| EXTRACTED TEXT |

>> BEGIN

Noah Judge

Noah Judge featured image

About

I grew up in London and studied foundation art at Falmouth University and undergraduate architecture at Edinburgh University before I began my masters in architecture at the RCA. My work in between has included architecture, construction, agriculture and couriering across the UK, the US and the Czech Republic. My studio practice has been inspired by Mike Davis’s argument that the climate emergency gives cause to “return to explicitly utopian thinking [to] clarify the minimal conditions for the preservation of human solidarity in [the] face of convergent planetary crises.” My first year project in ADS1 tested spaces for collective care in an adaptive reuse of an office block in Stratford. My second year project in ADS10 explores the potential architectural and infrastructural supports for sustainable ways of moving.

>> END

| STATED PROBLEM A |
Return the stretch of the Noah Judge profile from "Noah Judge featured" through "ways of moving.", copied word for word.
The profile above has no connection to the listing that comes after it.

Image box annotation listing
>> BEGIN

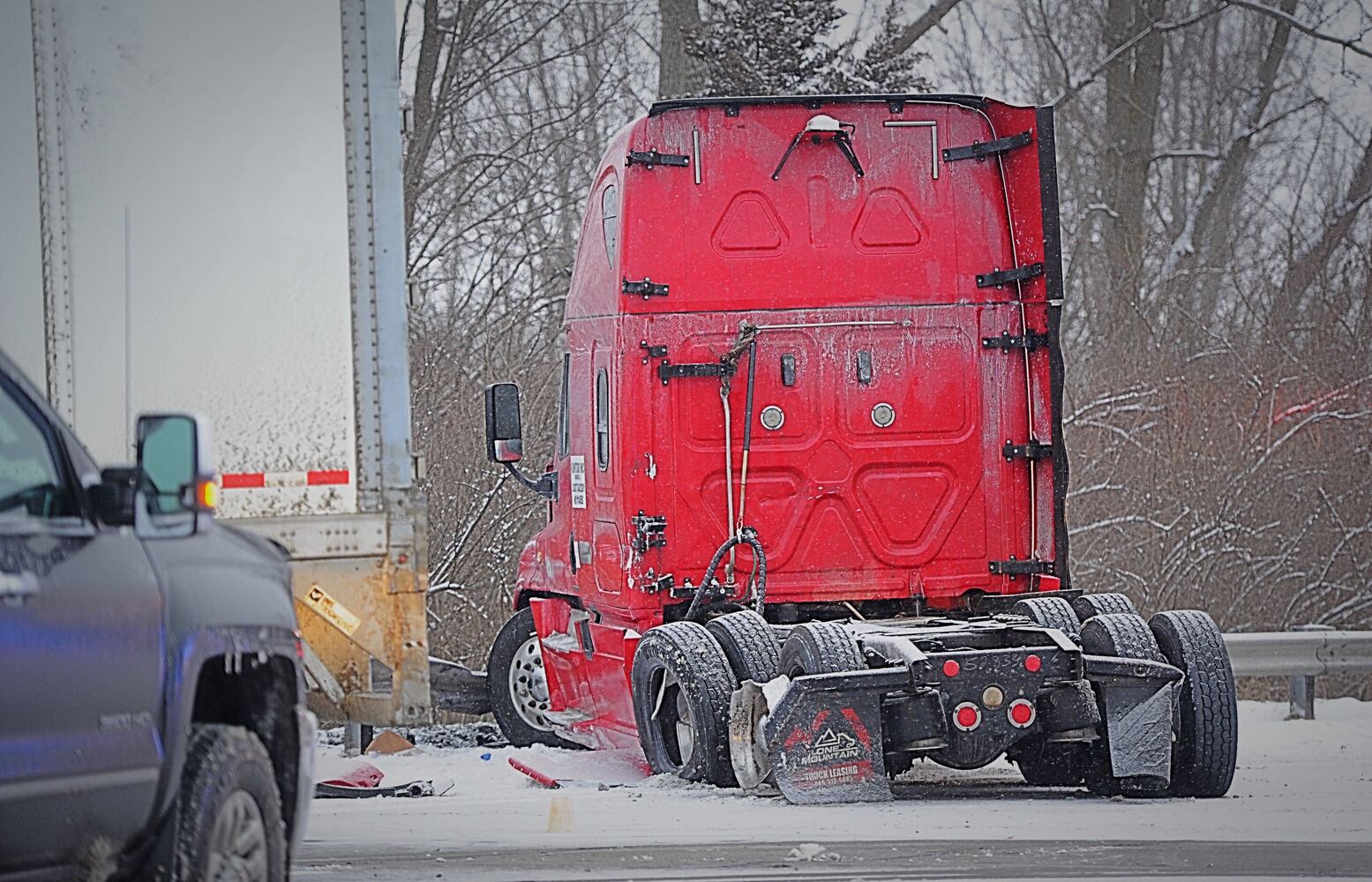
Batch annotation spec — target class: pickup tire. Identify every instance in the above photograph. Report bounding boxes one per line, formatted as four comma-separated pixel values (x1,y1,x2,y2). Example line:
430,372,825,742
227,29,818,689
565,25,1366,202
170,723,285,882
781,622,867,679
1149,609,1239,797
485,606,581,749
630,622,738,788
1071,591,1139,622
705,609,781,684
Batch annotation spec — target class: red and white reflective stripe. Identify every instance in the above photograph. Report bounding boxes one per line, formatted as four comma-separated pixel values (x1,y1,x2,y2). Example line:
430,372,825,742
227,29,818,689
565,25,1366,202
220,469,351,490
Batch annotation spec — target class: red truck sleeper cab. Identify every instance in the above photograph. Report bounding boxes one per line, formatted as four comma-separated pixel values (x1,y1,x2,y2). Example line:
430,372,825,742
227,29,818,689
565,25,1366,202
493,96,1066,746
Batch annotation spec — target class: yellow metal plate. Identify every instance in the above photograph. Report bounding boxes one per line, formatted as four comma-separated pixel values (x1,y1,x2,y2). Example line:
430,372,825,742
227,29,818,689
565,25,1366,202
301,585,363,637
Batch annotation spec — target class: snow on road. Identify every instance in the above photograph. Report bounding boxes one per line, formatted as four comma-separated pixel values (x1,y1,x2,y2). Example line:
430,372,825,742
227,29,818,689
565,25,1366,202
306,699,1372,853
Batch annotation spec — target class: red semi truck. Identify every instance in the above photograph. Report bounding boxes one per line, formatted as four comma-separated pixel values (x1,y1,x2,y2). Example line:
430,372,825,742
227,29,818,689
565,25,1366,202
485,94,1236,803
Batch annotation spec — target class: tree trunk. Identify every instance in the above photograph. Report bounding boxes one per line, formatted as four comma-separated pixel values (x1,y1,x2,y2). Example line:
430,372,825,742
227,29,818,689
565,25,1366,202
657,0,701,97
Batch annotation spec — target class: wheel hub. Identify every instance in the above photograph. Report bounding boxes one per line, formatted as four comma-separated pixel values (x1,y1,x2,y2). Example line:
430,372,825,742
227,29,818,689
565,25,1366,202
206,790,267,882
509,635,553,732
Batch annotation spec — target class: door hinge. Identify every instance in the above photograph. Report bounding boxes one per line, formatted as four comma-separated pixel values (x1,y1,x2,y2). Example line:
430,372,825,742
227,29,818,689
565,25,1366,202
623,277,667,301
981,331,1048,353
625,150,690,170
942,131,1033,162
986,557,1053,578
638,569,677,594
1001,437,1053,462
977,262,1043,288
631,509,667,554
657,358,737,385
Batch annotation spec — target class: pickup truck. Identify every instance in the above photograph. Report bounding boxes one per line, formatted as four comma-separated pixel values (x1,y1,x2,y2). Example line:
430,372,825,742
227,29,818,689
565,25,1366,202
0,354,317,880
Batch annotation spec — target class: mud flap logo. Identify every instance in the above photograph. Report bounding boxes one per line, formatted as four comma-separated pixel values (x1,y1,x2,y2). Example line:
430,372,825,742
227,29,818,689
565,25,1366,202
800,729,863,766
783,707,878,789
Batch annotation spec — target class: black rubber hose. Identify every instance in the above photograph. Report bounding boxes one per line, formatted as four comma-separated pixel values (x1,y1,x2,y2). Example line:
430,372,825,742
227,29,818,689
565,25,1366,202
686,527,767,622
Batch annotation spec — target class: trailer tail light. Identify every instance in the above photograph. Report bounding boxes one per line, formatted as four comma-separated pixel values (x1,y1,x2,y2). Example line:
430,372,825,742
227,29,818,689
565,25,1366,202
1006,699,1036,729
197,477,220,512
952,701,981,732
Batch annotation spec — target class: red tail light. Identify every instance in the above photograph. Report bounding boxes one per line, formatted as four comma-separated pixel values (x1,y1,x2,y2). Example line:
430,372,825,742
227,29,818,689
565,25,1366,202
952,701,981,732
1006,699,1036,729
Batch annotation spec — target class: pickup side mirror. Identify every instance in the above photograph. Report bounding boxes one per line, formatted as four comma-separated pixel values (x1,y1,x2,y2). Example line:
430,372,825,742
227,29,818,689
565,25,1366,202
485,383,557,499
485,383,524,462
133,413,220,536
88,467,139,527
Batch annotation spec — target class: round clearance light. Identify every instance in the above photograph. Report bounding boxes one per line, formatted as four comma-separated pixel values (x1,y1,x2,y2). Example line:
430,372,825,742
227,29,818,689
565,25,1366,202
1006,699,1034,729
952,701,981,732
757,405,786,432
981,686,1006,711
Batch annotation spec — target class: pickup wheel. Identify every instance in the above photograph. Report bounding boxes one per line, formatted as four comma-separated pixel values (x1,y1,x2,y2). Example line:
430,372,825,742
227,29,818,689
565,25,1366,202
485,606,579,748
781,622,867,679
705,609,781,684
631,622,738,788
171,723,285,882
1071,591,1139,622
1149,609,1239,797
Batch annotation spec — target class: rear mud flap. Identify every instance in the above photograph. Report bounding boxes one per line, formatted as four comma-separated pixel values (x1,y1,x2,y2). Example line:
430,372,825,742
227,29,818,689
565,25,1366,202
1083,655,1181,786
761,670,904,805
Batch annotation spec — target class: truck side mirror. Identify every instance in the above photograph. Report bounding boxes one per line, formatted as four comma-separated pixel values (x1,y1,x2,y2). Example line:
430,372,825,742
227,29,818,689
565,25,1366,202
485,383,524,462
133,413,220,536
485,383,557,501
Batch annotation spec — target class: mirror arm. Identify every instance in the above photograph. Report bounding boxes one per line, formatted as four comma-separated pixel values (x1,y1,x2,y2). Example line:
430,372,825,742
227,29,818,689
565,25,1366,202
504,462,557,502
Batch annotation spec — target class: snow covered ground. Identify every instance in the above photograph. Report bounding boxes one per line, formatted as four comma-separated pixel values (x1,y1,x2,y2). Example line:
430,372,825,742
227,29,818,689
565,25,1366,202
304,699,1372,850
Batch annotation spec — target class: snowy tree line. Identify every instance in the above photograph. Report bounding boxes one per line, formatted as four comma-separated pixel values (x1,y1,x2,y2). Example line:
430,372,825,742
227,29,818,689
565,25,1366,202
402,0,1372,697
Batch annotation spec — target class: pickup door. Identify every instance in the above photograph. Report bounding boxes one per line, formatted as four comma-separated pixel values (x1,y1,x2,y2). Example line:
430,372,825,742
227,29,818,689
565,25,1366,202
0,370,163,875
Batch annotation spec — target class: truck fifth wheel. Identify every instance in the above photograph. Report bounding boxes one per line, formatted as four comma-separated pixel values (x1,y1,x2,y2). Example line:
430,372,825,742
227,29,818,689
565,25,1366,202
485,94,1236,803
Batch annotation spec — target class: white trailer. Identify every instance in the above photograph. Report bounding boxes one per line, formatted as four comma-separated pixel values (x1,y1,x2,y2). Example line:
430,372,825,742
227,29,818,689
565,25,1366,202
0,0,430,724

>> END
>> BEGIN

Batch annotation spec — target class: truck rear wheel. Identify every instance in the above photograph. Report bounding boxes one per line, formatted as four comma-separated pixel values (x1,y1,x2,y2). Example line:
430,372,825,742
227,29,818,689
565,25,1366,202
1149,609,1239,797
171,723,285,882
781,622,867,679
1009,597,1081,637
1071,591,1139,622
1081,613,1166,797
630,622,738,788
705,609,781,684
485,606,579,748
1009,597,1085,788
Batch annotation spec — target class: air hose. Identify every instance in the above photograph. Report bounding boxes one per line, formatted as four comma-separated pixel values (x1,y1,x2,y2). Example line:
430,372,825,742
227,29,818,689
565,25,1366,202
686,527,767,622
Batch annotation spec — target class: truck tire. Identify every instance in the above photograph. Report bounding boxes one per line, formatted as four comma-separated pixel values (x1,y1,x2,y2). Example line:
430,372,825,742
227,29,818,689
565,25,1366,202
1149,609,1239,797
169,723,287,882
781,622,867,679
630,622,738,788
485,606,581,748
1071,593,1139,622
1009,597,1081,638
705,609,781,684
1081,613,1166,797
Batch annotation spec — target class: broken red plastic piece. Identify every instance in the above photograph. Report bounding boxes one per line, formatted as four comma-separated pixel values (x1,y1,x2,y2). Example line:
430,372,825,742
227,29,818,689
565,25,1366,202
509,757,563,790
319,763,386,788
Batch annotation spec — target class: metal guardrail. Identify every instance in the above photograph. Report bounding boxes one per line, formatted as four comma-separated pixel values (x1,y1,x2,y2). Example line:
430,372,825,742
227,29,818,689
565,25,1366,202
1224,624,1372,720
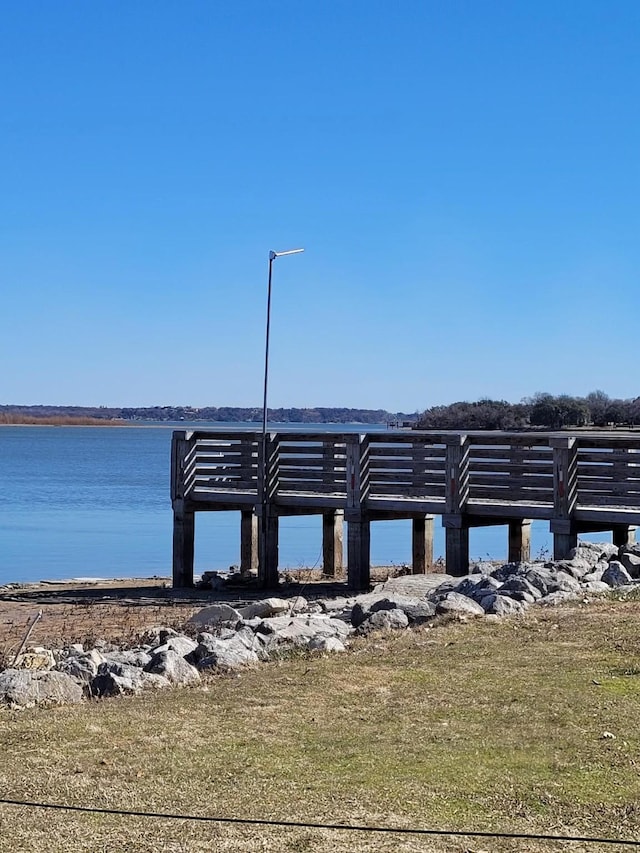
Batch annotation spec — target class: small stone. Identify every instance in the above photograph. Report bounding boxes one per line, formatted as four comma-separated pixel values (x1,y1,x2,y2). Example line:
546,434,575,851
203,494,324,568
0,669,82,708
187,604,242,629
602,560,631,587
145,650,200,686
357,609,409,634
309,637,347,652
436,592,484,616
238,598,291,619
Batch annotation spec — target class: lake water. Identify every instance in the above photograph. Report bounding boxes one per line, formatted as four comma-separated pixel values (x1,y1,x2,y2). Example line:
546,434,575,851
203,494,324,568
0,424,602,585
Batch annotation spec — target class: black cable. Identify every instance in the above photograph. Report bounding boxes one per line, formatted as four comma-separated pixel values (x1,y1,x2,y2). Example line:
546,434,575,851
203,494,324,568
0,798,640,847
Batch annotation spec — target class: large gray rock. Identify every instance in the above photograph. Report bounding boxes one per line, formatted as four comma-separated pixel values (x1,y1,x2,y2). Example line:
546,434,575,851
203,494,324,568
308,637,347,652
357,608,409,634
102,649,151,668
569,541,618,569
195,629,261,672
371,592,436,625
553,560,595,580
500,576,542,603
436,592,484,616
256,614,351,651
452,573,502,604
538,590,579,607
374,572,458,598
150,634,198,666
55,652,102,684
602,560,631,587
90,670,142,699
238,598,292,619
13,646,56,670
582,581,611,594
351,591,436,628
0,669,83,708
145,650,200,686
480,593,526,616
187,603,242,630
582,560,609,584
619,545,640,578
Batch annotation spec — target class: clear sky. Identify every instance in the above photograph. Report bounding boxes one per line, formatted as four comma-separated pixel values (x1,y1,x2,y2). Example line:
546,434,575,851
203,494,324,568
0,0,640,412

>> END
>> BEGIN

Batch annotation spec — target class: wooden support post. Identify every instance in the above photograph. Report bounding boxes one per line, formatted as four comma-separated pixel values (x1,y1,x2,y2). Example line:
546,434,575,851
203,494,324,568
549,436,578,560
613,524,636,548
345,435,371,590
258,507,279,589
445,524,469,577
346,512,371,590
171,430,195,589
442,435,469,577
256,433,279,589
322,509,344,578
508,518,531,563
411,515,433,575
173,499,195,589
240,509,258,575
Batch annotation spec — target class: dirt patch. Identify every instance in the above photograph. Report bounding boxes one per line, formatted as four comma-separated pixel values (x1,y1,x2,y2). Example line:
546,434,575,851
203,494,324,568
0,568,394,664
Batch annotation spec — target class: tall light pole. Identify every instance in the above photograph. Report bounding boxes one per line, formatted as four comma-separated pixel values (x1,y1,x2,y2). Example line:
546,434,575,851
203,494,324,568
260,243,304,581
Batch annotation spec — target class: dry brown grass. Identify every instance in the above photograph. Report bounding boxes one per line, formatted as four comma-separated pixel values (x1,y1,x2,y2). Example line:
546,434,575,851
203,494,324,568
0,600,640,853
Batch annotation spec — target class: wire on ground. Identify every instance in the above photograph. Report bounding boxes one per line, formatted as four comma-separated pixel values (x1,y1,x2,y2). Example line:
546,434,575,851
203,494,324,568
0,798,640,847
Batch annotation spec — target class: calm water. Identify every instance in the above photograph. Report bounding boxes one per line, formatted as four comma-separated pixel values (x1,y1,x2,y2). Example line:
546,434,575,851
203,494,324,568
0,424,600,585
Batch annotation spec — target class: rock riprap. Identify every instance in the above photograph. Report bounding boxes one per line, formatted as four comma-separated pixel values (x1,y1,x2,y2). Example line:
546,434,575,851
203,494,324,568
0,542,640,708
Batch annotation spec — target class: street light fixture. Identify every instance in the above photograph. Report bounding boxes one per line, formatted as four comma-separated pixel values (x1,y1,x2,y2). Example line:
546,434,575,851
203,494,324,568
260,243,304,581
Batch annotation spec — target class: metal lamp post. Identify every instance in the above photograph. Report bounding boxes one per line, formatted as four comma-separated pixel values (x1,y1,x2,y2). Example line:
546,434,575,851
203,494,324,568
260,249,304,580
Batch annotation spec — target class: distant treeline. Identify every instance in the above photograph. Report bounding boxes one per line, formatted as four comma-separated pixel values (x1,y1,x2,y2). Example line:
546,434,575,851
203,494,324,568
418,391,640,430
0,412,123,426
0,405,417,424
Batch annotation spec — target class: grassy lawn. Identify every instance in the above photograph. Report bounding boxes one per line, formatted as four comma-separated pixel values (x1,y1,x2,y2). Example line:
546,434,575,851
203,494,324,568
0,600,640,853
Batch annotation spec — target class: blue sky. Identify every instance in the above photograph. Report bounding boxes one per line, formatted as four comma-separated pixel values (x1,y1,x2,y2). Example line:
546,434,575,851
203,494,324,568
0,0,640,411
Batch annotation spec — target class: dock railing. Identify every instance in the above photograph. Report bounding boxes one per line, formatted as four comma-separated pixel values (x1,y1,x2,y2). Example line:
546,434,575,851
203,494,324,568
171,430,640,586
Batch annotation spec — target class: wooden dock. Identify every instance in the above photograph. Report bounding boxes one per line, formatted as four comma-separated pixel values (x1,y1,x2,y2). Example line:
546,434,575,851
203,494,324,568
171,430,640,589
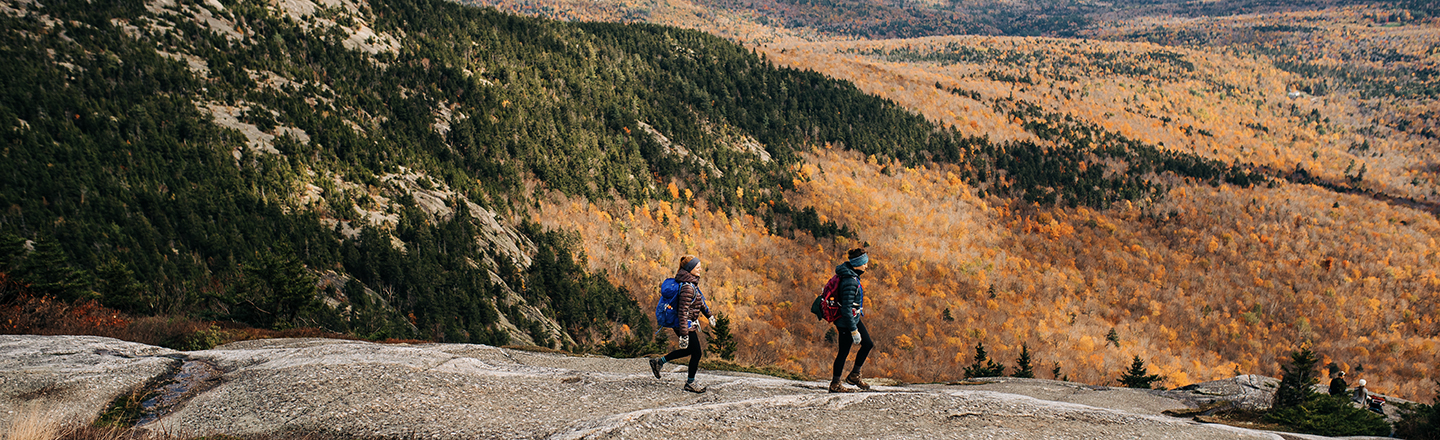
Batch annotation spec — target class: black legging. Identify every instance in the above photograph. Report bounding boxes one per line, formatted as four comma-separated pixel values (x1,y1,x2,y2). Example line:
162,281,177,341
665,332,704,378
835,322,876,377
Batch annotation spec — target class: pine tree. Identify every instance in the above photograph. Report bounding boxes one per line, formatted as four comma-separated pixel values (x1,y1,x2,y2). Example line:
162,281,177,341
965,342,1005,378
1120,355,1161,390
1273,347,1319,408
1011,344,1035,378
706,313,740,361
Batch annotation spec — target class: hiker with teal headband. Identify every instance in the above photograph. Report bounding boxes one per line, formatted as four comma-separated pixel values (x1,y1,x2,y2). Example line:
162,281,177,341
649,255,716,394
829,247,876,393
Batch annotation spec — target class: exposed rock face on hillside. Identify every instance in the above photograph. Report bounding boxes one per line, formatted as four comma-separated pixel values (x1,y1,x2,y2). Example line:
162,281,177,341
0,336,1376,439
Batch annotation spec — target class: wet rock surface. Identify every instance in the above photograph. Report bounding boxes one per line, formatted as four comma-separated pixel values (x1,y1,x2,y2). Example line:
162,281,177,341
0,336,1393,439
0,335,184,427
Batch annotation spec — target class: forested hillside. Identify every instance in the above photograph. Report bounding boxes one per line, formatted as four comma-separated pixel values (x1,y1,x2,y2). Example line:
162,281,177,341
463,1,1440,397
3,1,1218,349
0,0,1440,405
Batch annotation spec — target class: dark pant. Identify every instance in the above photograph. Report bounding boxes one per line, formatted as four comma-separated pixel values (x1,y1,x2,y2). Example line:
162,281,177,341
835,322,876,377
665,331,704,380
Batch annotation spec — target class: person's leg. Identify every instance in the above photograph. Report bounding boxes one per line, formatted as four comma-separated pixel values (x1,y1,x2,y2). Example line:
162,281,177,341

>> END

| STATED PROBLEM B |
In the listing, retype the stretch from the line that contains "Batch annotation spec — target class: red and" through the line that contains "220,469,351,490", with both of those lines included.

| COMPLETE RESPONSE A |
Noah Judge featured image

About

I grew up in London and studied foundation art at Falmouth University and undergraduate architecture at Edinburgh University before I began my masters in architecture at the RCA. My work in between has included architecture, construction, agriculture and couriering across the UK, the US and the Czech Republic. My studio practice has been inspired by Mike Davis’s argument that the climate emergency gives cause to “return to explicitly utopian thinking [to] clarify the minimal conditions for the preservation of human solidarity in [the] face of convergent planetary crises.” My first year project in ADS1 tested spaces for collective care in an adaptive reuse of an office block in Stratford. My second year project in ADS10 explores the potential architectural and infrastructural supports for sustainable ways of moving.

| COMPLETE RESPONSE B |
Batch annotation spec — target class: red and white reflective stripe. Identify every instance in the above photograph. Report bounding boxes one per line, formatted as four comma-separated pixel values (x1,y1,x2,y2). Example line:
430,372,825,742
227,29,818,689
565,25,1366,202
220,469,351,490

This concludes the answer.